▸ WRITTEN REQUEST: Rewrite the items from the very start through the line with "[0,394,43,488]", putting "gray building" in place of "white building" and leaving everything else as it is.

▸ DATASET:

= = = = = = =

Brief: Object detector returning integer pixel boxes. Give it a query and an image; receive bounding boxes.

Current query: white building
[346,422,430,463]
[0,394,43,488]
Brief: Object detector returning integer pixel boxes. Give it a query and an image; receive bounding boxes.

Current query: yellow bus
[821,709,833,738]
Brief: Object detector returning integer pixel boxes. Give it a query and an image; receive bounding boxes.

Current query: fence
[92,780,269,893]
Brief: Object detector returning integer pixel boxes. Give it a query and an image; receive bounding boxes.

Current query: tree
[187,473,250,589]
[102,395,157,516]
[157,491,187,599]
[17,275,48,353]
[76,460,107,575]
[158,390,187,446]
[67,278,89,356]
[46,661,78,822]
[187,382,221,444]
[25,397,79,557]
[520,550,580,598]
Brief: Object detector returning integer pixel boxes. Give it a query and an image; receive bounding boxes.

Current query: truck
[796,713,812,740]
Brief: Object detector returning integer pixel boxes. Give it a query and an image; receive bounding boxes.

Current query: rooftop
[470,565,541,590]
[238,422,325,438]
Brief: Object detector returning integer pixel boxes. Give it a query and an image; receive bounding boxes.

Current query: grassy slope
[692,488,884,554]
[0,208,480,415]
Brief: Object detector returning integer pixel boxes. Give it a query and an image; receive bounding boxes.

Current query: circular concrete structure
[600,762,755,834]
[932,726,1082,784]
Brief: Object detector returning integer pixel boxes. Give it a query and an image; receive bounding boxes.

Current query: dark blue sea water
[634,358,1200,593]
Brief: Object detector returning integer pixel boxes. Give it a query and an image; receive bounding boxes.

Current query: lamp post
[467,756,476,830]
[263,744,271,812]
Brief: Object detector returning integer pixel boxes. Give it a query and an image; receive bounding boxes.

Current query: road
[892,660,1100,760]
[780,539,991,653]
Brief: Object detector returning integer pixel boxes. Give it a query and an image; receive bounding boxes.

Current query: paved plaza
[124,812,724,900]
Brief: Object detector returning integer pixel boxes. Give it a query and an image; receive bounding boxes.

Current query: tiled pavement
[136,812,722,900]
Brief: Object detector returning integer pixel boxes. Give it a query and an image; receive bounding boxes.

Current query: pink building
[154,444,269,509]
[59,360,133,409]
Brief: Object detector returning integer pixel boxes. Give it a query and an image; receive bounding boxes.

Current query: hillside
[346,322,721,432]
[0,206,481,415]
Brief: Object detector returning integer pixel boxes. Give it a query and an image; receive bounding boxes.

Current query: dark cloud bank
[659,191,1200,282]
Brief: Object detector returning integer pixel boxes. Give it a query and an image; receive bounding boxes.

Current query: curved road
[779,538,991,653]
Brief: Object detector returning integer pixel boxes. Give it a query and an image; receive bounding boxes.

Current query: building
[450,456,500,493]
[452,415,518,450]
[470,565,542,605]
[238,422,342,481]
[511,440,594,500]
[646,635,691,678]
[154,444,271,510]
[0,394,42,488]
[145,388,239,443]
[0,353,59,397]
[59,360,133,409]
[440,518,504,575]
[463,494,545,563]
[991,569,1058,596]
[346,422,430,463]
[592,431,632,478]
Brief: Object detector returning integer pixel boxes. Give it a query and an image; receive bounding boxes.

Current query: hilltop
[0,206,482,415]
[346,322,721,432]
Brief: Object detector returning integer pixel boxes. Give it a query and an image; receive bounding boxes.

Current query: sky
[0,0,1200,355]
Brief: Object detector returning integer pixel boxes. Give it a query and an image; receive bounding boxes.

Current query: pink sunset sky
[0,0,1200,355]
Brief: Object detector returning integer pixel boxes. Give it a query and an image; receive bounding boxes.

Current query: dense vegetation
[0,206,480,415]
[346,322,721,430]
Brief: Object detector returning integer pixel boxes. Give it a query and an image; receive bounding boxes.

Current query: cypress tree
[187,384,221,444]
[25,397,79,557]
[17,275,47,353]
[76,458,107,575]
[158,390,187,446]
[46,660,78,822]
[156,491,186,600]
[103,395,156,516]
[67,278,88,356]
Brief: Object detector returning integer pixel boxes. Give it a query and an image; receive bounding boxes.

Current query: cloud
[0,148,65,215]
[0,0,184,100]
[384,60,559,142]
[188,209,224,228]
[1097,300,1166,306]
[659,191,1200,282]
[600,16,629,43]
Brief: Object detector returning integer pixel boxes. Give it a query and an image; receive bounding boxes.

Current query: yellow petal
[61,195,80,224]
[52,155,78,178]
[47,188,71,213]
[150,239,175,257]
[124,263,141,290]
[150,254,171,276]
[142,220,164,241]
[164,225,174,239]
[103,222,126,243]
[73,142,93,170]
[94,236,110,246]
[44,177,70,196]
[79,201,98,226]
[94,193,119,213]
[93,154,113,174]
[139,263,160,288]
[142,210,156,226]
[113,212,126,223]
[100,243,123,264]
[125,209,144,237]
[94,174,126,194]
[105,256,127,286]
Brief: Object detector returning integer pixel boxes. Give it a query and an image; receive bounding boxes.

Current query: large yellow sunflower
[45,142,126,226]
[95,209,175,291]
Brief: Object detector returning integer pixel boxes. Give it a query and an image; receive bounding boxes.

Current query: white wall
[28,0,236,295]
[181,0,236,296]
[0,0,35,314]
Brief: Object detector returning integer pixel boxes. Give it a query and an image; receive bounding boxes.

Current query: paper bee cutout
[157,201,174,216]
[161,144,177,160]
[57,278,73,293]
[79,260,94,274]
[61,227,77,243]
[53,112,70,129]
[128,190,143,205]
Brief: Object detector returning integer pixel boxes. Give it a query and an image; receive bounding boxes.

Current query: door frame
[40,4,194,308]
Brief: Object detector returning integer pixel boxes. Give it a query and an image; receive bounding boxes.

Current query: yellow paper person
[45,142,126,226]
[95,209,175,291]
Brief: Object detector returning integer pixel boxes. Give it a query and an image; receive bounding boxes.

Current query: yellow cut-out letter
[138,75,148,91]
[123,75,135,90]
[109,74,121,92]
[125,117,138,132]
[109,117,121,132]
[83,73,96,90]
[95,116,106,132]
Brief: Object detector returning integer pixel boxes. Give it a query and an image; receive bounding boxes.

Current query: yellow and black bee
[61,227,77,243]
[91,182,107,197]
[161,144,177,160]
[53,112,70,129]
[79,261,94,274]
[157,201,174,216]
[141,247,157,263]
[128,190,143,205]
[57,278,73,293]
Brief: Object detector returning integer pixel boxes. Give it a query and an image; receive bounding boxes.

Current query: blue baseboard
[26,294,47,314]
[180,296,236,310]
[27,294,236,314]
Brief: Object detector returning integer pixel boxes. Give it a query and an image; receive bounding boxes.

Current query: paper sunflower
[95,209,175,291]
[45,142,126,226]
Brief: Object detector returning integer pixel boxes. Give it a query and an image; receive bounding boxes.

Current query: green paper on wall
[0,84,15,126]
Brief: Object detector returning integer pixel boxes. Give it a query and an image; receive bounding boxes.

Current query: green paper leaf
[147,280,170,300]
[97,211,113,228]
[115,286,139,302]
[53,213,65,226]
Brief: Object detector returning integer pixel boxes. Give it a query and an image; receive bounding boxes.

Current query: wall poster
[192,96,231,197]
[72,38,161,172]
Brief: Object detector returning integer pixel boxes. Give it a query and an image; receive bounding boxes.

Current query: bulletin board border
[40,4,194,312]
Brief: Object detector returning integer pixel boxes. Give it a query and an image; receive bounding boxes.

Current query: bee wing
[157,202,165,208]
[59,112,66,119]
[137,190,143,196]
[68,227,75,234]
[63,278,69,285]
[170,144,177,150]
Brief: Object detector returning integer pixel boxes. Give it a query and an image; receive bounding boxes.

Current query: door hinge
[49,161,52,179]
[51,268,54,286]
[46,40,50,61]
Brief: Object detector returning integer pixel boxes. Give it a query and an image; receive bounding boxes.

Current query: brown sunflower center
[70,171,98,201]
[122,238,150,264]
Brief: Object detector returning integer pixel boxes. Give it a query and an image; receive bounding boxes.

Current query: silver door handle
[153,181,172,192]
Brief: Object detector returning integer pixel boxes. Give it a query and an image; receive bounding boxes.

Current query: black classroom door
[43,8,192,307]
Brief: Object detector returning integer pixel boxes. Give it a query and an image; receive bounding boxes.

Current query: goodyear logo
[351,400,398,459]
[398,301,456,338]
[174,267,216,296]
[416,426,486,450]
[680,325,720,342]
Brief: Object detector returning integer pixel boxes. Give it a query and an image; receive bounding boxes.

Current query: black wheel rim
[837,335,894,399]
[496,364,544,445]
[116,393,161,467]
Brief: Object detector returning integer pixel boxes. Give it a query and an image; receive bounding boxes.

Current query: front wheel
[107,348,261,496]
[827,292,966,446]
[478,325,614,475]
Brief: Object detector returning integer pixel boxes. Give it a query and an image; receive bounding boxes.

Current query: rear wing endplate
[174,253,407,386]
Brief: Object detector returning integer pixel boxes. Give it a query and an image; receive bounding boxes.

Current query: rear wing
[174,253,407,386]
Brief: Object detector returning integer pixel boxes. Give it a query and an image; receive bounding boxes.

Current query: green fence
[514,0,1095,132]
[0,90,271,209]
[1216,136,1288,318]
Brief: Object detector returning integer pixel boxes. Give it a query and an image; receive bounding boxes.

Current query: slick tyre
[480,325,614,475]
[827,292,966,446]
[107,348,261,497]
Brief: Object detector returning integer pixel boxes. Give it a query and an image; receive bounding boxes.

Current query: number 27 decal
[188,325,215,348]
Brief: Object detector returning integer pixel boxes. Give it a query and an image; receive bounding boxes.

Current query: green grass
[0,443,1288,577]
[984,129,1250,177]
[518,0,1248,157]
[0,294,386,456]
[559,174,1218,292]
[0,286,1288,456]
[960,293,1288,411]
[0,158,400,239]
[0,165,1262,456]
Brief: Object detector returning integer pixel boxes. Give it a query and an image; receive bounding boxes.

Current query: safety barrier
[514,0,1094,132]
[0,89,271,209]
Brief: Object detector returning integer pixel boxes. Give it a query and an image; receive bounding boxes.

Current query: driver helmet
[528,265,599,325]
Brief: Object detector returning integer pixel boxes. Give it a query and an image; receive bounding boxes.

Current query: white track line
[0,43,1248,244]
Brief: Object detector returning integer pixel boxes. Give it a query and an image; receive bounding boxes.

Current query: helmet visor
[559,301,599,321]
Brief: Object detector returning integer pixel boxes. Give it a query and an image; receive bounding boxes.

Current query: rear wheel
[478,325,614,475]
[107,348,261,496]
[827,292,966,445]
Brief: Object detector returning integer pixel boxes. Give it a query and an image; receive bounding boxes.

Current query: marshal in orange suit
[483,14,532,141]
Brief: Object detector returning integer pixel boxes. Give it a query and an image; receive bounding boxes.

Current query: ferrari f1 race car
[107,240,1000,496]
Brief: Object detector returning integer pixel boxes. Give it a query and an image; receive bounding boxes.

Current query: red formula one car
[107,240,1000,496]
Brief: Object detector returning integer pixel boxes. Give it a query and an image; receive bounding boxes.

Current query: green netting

= = = = = = =

▸ TASK RESPONSE:
Brief: Object detector returning integer pixel boxes. Give it a query and an image; receive bounding boxes.

Current query: gray building
[346,422,430,463]
[0,394,43,488]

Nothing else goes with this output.